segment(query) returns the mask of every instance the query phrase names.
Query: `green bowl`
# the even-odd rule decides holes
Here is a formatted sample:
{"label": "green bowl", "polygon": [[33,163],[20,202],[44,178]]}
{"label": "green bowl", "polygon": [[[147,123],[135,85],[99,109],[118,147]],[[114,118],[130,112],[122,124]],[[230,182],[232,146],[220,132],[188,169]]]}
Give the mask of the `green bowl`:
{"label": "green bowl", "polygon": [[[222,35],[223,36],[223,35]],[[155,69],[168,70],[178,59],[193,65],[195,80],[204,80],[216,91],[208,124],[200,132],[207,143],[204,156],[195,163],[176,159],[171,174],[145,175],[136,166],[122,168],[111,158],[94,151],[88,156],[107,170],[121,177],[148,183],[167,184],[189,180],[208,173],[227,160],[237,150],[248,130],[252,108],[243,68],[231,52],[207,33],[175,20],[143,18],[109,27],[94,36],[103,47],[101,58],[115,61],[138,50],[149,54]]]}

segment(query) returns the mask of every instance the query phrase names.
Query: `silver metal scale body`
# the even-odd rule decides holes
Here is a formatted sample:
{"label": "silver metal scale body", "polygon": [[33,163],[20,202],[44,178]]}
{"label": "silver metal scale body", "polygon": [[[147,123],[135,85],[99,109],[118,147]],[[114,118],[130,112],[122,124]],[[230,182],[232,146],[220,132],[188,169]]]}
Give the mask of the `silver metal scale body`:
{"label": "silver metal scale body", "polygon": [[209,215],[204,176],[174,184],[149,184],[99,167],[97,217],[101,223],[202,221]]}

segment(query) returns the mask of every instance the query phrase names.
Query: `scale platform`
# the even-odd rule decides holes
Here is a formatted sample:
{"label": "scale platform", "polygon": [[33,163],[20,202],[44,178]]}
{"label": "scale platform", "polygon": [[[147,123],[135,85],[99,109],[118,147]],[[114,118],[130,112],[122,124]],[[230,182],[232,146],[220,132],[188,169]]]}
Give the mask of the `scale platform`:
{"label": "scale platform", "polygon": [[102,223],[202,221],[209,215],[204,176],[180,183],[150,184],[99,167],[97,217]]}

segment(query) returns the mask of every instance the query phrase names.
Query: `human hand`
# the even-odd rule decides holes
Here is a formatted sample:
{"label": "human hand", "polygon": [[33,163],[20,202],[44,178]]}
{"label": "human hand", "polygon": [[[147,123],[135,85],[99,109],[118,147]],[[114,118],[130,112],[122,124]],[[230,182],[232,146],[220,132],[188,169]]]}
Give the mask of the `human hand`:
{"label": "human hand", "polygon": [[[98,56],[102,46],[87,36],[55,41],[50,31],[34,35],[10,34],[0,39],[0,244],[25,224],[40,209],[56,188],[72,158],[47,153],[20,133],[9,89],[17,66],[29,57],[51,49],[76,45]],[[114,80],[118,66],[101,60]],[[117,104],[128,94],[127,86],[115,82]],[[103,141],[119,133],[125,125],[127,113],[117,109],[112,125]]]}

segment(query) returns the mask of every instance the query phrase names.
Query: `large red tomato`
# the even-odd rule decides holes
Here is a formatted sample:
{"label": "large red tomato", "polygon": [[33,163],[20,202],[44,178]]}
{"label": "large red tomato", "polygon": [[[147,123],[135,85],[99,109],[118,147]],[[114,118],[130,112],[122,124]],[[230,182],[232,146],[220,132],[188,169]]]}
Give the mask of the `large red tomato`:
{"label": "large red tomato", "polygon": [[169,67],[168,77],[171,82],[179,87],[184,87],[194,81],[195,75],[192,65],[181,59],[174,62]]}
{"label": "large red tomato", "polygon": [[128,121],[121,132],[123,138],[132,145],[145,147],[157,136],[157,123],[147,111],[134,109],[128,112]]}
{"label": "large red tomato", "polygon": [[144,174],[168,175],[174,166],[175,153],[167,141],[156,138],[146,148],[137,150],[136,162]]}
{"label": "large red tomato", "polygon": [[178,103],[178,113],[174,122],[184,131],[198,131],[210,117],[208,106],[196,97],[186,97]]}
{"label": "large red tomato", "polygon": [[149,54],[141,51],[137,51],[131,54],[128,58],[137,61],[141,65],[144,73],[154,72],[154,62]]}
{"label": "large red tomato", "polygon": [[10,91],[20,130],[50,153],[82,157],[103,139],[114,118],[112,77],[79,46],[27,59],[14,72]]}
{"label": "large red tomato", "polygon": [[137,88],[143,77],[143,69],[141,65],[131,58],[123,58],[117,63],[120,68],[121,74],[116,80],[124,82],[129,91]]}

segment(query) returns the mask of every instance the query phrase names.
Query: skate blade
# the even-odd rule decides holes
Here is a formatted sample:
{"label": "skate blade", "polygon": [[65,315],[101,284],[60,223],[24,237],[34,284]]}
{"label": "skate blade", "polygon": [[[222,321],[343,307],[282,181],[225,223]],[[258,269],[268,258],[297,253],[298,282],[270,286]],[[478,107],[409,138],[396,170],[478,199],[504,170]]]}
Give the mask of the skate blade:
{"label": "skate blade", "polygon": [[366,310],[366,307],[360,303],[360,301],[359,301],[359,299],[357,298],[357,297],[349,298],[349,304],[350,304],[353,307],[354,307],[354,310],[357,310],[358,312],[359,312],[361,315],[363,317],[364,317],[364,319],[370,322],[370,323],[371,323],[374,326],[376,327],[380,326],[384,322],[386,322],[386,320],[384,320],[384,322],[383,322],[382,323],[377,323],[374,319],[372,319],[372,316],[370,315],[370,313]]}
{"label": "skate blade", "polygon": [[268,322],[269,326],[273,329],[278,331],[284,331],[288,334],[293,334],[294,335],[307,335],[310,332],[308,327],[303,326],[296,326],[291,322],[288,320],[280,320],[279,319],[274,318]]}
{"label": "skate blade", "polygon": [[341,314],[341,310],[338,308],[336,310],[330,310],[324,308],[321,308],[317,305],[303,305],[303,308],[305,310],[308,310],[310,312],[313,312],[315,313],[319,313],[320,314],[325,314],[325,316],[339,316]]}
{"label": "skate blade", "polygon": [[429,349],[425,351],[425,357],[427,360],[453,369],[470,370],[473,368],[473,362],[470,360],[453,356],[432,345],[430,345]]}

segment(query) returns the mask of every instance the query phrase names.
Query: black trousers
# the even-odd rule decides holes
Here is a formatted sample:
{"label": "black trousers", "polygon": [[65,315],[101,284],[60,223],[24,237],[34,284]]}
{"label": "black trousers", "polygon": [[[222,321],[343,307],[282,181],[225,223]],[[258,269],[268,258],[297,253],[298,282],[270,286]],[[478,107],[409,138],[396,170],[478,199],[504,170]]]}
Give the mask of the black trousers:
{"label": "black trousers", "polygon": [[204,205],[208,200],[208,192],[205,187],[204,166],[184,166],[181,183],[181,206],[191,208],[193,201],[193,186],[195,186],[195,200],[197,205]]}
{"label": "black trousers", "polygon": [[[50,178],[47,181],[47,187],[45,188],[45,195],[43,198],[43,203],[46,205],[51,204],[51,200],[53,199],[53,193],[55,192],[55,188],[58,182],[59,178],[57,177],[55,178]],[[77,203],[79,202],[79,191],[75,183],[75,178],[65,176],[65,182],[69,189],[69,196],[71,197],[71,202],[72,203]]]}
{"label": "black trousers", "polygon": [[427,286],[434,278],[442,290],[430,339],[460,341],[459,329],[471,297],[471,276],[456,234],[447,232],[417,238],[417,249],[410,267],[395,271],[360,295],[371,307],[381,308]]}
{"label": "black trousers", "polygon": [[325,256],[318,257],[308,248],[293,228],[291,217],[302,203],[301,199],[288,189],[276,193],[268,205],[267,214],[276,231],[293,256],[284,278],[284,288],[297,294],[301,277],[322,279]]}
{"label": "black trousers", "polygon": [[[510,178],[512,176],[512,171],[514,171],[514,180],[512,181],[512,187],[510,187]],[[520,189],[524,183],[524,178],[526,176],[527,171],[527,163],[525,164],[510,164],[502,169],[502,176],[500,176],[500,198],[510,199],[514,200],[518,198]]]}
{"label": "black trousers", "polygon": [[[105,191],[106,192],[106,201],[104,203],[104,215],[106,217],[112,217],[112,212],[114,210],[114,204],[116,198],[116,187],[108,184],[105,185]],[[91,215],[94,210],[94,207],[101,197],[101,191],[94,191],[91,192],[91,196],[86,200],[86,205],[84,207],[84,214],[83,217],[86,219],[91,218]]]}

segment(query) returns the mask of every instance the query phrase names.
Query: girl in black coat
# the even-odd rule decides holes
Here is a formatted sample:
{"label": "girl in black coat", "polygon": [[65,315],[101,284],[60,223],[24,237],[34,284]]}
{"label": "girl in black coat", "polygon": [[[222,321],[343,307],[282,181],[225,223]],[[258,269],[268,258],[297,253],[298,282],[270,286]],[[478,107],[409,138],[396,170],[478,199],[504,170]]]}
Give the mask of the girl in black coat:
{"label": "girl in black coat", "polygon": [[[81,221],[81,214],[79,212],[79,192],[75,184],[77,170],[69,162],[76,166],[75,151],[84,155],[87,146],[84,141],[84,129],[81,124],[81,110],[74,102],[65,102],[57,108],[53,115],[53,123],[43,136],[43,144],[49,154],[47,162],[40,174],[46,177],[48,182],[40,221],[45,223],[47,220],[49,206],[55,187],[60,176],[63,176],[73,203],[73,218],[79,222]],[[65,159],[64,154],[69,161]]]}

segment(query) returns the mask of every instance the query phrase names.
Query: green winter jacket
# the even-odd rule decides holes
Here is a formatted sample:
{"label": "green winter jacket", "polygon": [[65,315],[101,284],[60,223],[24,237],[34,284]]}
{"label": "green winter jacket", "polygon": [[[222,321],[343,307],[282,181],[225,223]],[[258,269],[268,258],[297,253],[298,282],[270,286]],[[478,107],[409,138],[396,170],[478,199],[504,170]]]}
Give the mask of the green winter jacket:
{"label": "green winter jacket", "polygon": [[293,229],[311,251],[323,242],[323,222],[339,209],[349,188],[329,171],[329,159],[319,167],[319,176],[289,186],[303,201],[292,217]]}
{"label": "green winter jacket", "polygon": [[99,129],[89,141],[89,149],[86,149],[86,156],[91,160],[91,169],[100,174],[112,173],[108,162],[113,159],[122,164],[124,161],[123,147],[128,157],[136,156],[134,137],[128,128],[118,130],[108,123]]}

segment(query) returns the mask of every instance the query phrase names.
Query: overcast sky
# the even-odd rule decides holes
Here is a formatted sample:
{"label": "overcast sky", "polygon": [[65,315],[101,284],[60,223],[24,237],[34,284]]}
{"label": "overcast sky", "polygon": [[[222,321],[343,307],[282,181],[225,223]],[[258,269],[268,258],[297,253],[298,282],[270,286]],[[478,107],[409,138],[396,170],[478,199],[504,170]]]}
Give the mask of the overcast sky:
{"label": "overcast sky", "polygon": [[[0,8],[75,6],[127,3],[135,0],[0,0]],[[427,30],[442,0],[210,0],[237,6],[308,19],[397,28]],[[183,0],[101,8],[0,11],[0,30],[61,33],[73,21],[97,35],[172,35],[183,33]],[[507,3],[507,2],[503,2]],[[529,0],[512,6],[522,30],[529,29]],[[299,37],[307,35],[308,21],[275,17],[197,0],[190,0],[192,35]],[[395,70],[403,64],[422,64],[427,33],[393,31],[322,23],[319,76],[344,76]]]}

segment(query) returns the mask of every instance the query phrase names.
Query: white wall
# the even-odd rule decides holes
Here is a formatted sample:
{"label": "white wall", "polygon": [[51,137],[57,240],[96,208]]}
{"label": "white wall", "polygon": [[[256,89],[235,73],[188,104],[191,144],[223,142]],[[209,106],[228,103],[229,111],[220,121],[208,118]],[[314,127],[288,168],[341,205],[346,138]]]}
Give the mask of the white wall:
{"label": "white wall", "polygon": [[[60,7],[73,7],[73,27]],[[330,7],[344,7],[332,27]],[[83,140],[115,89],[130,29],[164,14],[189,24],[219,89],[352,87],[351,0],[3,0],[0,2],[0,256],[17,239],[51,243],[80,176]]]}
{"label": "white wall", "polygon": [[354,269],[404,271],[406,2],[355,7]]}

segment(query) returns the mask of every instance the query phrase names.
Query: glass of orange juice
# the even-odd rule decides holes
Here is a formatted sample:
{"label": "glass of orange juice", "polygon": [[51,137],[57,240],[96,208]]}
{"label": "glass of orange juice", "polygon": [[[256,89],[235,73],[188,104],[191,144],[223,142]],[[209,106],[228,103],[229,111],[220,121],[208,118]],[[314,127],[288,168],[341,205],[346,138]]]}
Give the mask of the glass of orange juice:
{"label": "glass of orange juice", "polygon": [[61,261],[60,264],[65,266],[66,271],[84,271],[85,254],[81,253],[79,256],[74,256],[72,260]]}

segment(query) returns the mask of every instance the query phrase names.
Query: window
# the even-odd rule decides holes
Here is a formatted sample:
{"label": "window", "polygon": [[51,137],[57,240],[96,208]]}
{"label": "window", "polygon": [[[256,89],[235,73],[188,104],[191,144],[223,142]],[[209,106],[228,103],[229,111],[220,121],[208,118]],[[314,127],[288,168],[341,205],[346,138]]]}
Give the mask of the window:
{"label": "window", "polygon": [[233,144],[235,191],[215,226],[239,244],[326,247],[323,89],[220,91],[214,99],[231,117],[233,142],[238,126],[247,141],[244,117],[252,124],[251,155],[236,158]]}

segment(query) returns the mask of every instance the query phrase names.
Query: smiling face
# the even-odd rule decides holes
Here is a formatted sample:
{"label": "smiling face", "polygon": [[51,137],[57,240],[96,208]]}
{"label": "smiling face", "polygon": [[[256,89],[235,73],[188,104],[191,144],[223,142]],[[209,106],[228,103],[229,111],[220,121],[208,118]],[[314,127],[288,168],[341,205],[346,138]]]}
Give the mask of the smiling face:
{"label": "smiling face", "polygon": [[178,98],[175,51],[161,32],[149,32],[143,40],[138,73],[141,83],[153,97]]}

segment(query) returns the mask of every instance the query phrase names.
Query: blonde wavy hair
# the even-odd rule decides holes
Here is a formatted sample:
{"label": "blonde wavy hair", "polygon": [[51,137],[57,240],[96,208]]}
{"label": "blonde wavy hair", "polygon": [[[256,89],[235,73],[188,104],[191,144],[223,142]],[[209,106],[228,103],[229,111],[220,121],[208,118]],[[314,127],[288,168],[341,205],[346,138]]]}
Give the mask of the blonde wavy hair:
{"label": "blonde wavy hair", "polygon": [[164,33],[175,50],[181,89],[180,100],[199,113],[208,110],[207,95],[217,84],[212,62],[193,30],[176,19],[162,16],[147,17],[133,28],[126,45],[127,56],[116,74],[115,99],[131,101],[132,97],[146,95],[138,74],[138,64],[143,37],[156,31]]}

Exercise aim >>
Filter the data above down to the lines that contain the word "human", and copy each matching line in full.

The output >>
Query: `human hand`
{"label": "human hand", "polygon": [[33,163],[20,202],[44,178]]}
{"label": "human hand", "polygon": [[[147,123],[135,85],[99,109],[118,147]],[[114,118],[130,112],[122,124]],[[230,182],[232,146],[220,132],[188,169]]]}
Give the mask of the `human hand`:
{"label": "human hand", "polygon": [[[98,56],[102,46],[87,36],[55,41],[50,31],[34,35],[10,34],[0,39],[0,244],[25,224],[40,209],[56,188],[72,158],[47,153],[20,133],[9,89],[17,66],[29,57],[51,49],[76,45]],[[114,80],[118,66],[101,60]],[[117,104],[128,94],[127,86],[115,82]],[[103,141],[119,133],[125,125],[127,113],[117,109],[112,125]]]}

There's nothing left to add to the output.